-- Begin --

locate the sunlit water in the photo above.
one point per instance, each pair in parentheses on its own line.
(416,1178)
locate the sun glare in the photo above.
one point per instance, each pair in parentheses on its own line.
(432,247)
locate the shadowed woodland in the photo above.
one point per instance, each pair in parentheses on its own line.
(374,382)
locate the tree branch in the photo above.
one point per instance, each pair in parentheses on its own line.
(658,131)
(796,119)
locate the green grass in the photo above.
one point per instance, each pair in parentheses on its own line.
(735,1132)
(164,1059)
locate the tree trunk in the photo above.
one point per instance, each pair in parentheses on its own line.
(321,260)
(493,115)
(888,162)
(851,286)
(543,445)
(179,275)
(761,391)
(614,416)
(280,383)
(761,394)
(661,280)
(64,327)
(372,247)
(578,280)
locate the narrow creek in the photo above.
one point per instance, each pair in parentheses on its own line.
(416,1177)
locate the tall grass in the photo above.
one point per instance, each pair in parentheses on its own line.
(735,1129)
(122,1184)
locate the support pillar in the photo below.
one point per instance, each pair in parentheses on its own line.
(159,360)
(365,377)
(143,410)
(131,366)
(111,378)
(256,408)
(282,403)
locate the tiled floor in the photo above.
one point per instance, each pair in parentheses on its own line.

-- End --

Exercise instructions
Copy out every line of the items above, requests included, multiplying each coordinate in the answer points by 0.9 and rounding to the nearest whole number, with halves rounded up.

Answer to this exercise
locate the sunlit water in the photo above.
one point per instance, each pair in parentheses on its own line.
(374,1060)
locate the sun glare in the photo above.
one point per instance, each pair in parentheses on its own line.
(389,222)
locate the shadowed woodland in the photo above.
one point per instance, each pair in parentheses on its own line.
(337,344)
locate the tree branch in the photo above.
one point per instance, each pair in parentheses on its own line.
(592,118)
(716,107)
locate the green grass in the photo above.
one point per instance, each pair in parentheses on its own line.
(662,1019)
(148,953)
locate the tree trunk in the photo above.
one point per instance, each pair in parentheses on its own line.
(289,234)
(444,104)
(799,146)
(766,257)
(489,401)
(161,248)
(685,352)
(553,374)
(252,345)
(685,355)
(595,252)
(58,294)
(335,222)
(520,252)
locate the narrow creek in the photo above.
one point per instance, each pair in parentheses on its own line.
(374,1059)
locate the tall grass in the photo above.
one point per instance, each pair in parentheses on its own line.
(662,1016)
(110,1066)
locate the support pillar in the photo below.
one point per instance, each pair in parentheses on its own line.
(143,324)
(329,339)
(129,369)
(118,329)
(100,340)
(230,367)
(254,363)
locate the tiled floor in the photo above.
one point per instance, each pair in parentheses on its own line.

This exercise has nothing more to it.